### Instructions to follow
In this exercise, reproduce all the entries that follow exactly.

[Saved data entries]
§

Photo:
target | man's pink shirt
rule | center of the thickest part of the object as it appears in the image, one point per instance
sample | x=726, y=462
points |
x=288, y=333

§

### Response area
Photo:
target | man's pink shirt
rule | center of the thickest part of the object as it appears in the image, one point per instance
sample | x=726, y=462
points |
x=288, y=333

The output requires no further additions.